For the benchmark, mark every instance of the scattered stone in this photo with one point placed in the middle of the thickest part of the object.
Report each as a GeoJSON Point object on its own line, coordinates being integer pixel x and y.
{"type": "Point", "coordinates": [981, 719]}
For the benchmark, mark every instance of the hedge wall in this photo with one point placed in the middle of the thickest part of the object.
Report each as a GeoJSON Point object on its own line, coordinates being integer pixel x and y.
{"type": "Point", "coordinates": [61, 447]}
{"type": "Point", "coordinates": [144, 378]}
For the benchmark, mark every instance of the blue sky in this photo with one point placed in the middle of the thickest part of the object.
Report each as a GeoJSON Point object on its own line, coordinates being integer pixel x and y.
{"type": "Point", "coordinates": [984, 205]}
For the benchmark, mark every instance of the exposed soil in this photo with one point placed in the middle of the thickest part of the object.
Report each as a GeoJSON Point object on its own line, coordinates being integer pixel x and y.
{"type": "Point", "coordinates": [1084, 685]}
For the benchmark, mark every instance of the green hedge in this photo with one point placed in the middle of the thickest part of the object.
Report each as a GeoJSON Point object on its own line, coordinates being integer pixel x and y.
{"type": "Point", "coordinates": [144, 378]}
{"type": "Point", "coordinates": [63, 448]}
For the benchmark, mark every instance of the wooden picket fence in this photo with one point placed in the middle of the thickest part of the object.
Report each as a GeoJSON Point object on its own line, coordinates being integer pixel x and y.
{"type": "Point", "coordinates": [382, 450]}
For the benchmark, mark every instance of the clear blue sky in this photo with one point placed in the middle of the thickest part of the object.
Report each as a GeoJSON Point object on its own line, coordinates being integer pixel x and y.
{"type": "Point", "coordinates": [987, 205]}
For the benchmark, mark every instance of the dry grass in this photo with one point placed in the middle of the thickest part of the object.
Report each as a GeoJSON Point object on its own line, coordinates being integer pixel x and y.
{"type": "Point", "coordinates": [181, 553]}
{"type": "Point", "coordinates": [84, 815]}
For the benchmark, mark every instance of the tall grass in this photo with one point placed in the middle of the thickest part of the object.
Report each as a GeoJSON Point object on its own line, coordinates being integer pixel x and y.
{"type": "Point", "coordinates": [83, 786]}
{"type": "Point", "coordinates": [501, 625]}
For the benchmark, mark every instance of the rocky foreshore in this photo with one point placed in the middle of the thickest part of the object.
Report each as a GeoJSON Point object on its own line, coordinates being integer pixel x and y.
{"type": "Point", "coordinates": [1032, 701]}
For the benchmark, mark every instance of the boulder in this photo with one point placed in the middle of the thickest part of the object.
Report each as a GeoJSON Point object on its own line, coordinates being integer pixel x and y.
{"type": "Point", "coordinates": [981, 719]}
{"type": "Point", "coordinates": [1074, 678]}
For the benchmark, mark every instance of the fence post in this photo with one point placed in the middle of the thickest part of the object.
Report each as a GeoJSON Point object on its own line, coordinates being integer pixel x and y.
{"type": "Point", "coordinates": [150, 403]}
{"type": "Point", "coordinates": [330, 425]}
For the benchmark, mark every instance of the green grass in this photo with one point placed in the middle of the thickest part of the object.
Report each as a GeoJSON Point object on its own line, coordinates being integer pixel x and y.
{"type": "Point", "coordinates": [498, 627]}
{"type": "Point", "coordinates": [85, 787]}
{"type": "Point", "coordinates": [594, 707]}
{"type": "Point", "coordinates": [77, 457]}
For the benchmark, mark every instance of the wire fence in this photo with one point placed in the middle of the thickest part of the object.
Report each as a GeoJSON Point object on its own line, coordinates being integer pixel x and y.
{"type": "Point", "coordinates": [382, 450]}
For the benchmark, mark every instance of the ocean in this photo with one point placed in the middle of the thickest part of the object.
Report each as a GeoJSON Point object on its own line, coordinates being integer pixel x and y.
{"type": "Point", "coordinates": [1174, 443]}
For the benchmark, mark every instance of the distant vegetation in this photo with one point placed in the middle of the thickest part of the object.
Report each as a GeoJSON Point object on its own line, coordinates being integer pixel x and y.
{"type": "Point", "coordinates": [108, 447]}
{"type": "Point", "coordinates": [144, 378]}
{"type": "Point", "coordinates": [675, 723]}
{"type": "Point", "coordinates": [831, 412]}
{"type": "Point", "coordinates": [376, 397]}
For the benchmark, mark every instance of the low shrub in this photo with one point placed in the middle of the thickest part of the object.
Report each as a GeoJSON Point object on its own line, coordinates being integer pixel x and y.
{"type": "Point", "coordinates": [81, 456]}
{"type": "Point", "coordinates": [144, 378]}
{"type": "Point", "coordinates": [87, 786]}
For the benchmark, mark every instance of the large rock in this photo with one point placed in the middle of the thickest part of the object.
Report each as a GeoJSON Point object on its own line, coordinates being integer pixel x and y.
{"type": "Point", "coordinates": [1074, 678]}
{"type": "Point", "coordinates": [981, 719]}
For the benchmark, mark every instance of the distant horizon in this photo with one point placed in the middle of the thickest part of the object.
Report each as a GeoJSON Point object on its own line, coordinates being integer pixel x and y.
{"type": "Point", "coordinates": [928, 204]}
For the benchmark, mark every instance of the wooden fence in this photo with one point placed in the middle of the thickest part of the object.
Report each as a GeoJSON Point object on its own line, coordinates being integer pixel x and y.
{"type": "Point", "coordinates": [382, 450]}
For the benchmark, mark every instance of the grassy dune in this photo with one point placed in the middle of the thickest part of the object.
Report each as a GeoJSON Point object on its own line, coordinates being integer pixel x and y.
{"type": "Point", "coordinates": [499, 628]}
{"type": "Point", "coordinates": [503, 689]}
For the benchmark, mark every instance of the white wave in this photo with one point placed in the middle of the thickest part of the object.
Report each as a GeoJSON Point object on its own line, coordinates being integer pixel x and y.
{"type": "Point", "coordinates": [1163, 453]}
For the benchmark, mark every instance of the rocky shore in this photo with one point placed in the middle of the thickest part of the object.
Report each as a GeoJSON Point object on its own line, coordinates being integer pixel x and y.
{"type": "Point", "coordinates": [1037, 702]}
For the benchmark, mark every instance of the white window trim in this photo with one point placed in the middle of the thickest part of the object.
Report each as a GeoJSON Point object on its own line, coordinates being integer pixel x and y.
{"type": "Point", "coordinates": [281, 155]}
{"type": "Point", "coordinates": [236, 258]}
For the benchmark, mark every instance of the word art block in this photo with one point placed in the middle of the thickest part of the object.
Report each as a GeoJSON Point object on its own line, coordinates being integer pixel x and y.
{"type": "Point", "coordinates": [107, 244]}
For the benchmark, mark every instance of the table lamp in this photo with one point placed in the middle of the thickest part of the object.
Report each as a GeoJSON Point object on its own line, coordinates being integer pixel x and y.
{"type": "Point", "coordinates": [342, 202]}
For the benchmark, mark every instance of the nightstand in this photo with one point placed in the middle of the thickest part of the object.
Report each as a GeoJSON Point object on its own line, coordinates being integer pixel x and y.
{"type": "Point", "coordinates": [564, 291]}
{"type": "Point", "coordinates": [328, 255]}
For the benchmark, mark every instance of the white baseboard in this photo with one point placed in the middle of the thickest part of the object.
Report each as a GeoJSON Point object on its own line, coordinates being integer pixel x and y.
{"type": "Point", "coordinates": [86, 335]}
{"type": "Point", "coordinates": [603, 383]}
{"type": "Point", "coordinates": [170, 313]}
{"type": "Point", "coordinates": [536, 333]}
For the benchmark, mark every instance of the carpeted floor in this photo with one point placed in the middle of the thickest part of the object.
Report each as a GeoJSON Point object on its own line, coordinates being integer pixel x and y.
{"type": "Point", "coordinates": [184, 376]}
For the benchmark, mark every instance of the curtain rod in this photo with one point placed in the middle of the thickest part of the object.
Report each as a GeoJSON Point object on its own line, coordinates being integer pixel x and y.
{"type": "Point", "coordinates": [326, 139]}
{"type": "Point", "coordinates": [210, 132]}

AIM: Format the listing above as a JSON list of strings with one string per line, leaving out blank lines.

EXPECTED ANSWER:
[
  "For the benchmark, mark every instance of the scattered stone in this photo with one point placed in the middle of the thickest part of the object.",
  "Report each as a GeoJSON Point object on its own line, coordinates being integer pixel x and y.",
  "{\"type\": \"Point\", \"coordinates\": [981, 719]}",
  "For the benchmark, mark every instance of the hedge wall in this photo with one point placed in the middle of the thickest part of the object.",
  "Report each as a GeoJSON Point object on its own line, coordinates being integer pixel x and y.",
  "{\"type\": \"Point\", \"coordinates\": [61, 447]}",
  "{\"type\": \"Point\", \"coordinates\": [144, 378]}",
  "For the benchmark, mark every instance of the blue sky in this photo with one point placed in the middle of the thickest part of the object.",
  "Report each as a GeoJSON Point object on its own line, coordinates being integer pixel x and y.",
  "{\"type\": \"Point\", \"coordinates\": [984, 205]}",
  "For the benchmark, mark every instance of the exposed soil in this photo with one point placed in the middle of the thickest part of the object.",
  "Report each as a GeoJSON Point object on its own line, coordinates being integer pixel x and y.",
  "{\"type\": \"Point\", \"coordinates\": [1084, 685]}",
  "For the benchmark, mark every instance of the green hedge in this photo with one point placed in the middle of the thickest part of the object.",
  "Report each as a GeoJSON Point object on its own line, coordinates being integer pixel x and y.",
  "{\"type\": \"Point\", \"coordinates\": [144, 378]}",
  "{\"type\": \"Point\", \"coordinates\": [63, 448]}",
  "For the benchmark, mark every instance of the wooden picket fence in this photo with one point placed in the middle of the thickest part of the object.",
  "Report each as a GeoJSON Point object on its own line, coordinates being integer pixel x and y.",
  "{\"type\": \"Point\", \"coordinates\": [382, 450]}",
  "For the benchmark, mark every instance of the clear blue sky in this photo with one point placed in the middle of the thickest part of the object.",
  "Report each as a GeoJSON Point object on its own line, coordinates being integer pixel x and y.",
  "{\"type\": \"Point\", \"coordinates\": [987, 205]}",
  "For the benchmark, mark every instance of the dry grass in this photo with one point placed in the middle of the thickest part of the object.",
  "Report each as a GeoJSON Point object on its own line, coordinates being integer pixel x and y.",
  "{\"type\": \"Point\", \"coordinates\": [181, 553]}",
  "{\"type\": \"Point\", \"coordinates\": [84, 815]}",
  "For the benchmark, mark every instance of the tall grass in this photo with one point placed in the middle of the thickest part of the object.",
  "Report each as a GeoJSON Point object on its own line, coordinates being integer pixel x and y.",
  "{\"type\": \"Point\", \"coordinates\": [83, 786]}",
  "{\"type\": \"Point\", \"coordinates\": [501, 625]}",
  "For the benchmark, mark every instance of the rocky foreshore in this photo with one point placed in the middle of the thickest part of the object.",
  "Report each as a GeoJSON Point object on its own line, coordinates being integer pixel x and y.",
  "{\"type\": \"Point\", \"coordinates\": [1032, 701]}",
  "For the benchmark, mark every instance of the boulder in this photo with one point placed in the middle of the thickest part of the object.",
  "Report each as a GeoJSON Point object on its own line, coordinates being integer pixel x and y.",
  "{\"type\": \"Point\", \"coordinates\": [981, 719]}",
  "{\"type\": \"Point\", \"coordinates\": [1074, 678]}",
  "For the benchmark, mark every instance of the fence post in this photo with one point placed in the middle of the thickest part of the object.",
  "Report each as a GeoJSON Point object on its own line, coordinates being integer pixel x and y.",
  "{\"type\": \"Point\", \"coordinates\": [150, 403]}",
  "{\"type\": \"Point\", \"coordinates\": [330, 425]}",
  "For the benchmark, mark every instance of the green grass in this photo with one point placed in the middle of the thickest part of the object.",
  "Report each as a GeoJSON Point object on its own line, coordinates being integer pixel x and y.",
  "{\"type\": \"Point\", \"coordinates\": [498, 627]}",
  "{\"type\": \"Point\", \"coordinates\": [85, 787]}",
  "{\"type\": \"Point\", \"coordinates\": [594, 707]}",
  "{\"type\": \"Point\", \"coordinates\": [77, 457]}",
  "For the benchmark, mark every instance of the wire fence in this photo with one point placed in the middle of the thickest part of the object.",
  "Report each as a GeoJSON Point object on its own line, coordinates being integer pixel x and y.",
  "{\"type\": \"Point\", \"coordinates\": [382, 450]}",
  "For the benchmark, mark every instance of the ocean in this photo with one point placed in the middle of the thickest part of the object.",
  "Report each as a GeoJSON Point object on its own line, coordinates being integer pixel x and y.",
  "{\"type\": \"Point\", \"coordinates\": [1174, 443]}",
  "For the benchmark, mark every instance of the distant vegetation in this photo with one point placed in the middle of the thickest part of the object.",
  "Report each as a GeoJSON Point object on its own line, coordinates being integer pixel x and y.",
  "{\"type\": \"Point\", \"coordinates\": [108, 447]}",
  "{\"type\": \"Point\", \"coordinates\": [144, 378]}",
  "{\"type\": \"Point\", \"coordinates\": [675, 723]}",
  "{\"type\": \"Point\", \"coordinates\": [831, 412]}",
  "{\"type\": \"Point\", \"coordinates\": [376, 397]}",
  "For the benchmark, mark every instance of the low shrub in this photo with one point placed in the middle of the thickest part of the object.",
  "Report each as a GeoJSON Point object on its own line, coordinates being integer pixel x and y.",
  "{\"type\": \"Point\", \"coordinates\": [81, 456]}",
  "{\"type\": \"Point\", \"coordinates\": [144, 378]}",
  "{\"type\": \"Point\", \"coordinates\": [87, 786]}",
  "For the benchmark, mark every instance of the large rock in this photo with one point placed in the middle of the thickest part of the object.",
  "Report each as a GeoJSON Point object on its own line, coordinates being integer pixel x and y.",
  "{\"type\": \"Point\", \"coordinates\": [1074, 678]}",
  "{\"type\": \"Point\", \"coordinates\": [981, 719]}",
  "For the benchmark, mark every instance of the distant horizon in this photo with one point placed in the middle of the thickest part of the object.",
  "Report each as a GeoJSON Point object on its own line, coordinates being integer pixel x and y.",
  "{\"type\": \"Point\", \"coordinates\": [928, 204]}",
  "For the benchmark, mark every instance of the wooden fence in this photo with one point placed in the middle of the thickest part of the object.",
  "Report each as a GeoJSON Point object on its own line, coordinates being integer pixel x and y.",
  "{\"type\": \"Point\", \"coordinates\": [382, 450]}",
  "For the benchmark, mark every instance of the grassy dune in this photo with one point placed in the middle of the thickest part of the object.",
  "Report each as a GeoJSON Point object on its own line, coordinates being integer pixel x and y.",
  "{\"type\": \"Point\", \"coordinates\": [499, 628]}",
  "{\"type\": \"Point\", \"coordinates\": [503, 689]}",
  "For the benchmark, mark every instance of the white wave in this photo with one point placed in the middle of the thickest part of the object.",
  "Report each as a GeoJSON Point object on its own line, coordinates being integer pixel x and y.",
  "{\"type\": \"Point\", \"coordinates\": [1163, 453]}",
  "For the benchmark, mark every instance of the rocky shore in this photo with one point placed in the middle of the thickest part of the object.",
  "Report each as a GeoJSON Point object on its own line, coordinates being integer pixel x and y.",
  "{\"type\": \"Point\", \"coordinates\": [1037, 702]}",
  "For the benchmark, mark every instance of the white window trim in this photo with one point placed in the middle of the thickest part of the object.",
  "Report each as a GeoJSON Point object on its own line, coordinates being integer pixel x and y.",
  "{\"type\": \"Point\", \"coordinates\": [281, 155]}",
  "{\"type\": \"Point\", \"coordinates\": [236, 258]}",
  "For the benchmark, mark every instance of the word art block in this photo with one point placed in the middle of the thickest part of the object.",
  "Report each as a GeoJSON Point object on its own line, coordinates being integer pixel x and y.",
  "{\"type\": \"Point\", \"coordinates\": [107, 244]}",
  "For the benchmark, mark every instance of the table lamp in this photo with one point placed in the middle of the thickest part of the object.",
  "Report each as a GeoJSON Point object on its own line, coordinates being integer pixel x and y.",
  "{\"type\": \"Point\", \"coordinates\": [342, 202]}",
  "For the benchmark, mark every instance of the nightstand in this photo with one point placed in the middle of the thickest part of the object.",
  "Report each as a GeoJSON Point object on its own line, coordinates being integer pixel x and y.",
  "{\"type\": \"Point\", \"coordinates\": [564, 291]}",
  "{\"type\": \"Point\", \"coordinates\": [328, 255]}",
  "For the benchmark, mark every instance of the white baseboard in this photo with one point placed in the middle of the thickest part of the object.",
  "Report each as a GeoJSON Point object on its own line, coordinates being integer pixel x and y.",
  "{\"type\": \"Point\", \"coordinates\": [86, 335]}",
  "{\"type\": \"Point\", \"coordinates\": [603, 383]}",
  "{\"type\": \"Point\", \"coordinates\": [170, 313]}",
  "{\"type\": \"Point\", \"coordinates\": [536, 333]}",
  "For the benchmark, mark every instance of the carpeted floor in this photo with one point placed in the middle of the thickest part of the object.",
  "Report each as a GeoJSON Point object on its own line, coordinates being integer pixel x and y.",
  "{\"type\": \"Point\", \"coordinates\": [184, 376]}",
  "For the benchmark, mark every instance of the curtain rod in this photo with one point placed in the middle of the thickest part of the object.",
  "Report each as a GeoJSON Point object on its own line, coordinates being integer pixel x and y.",
  "{\"type\": \"Point\", \"coordinates\": [326, 139]}",
  "{\"type\": \"Point\", \"coordinates\": [210, 132]}"
]